• **Data for this exercise**:
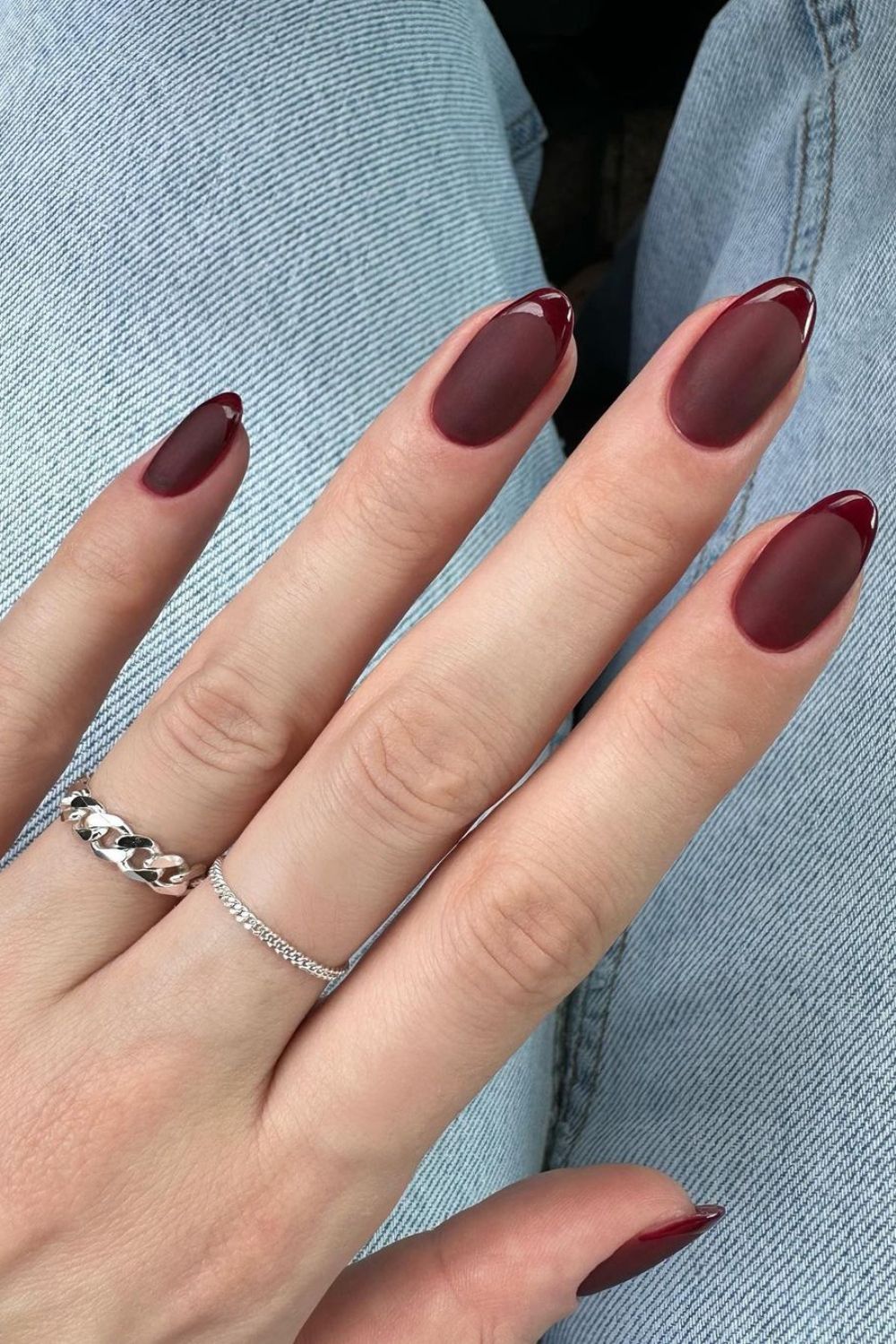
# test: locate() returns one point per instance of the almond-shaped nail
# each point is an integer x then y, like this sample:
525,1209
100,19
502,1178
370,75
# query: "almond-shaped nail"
649,1249
805,570
195,446
503,368
742,362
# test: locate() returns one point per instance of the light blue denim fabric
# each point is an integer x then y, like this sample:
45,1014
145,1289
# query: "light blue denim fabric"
300,201
297,201
740,1035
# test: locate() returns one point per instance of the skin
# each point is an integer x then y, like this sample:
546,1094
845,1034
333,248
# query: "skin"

• **What you should do**:
Could you swap "sample" for "reference" in the lines running from the one containing "# test: locate() returns one point per instance of the skin" through the end of the records, keeping everything else unchanged, and return only those lines?

• **Response to this task**:
# test: locate() returns one point per instance of the skin
# each point is an integer x then y, like this reference:
546,1094
845,1034
333,248
# query: "skin"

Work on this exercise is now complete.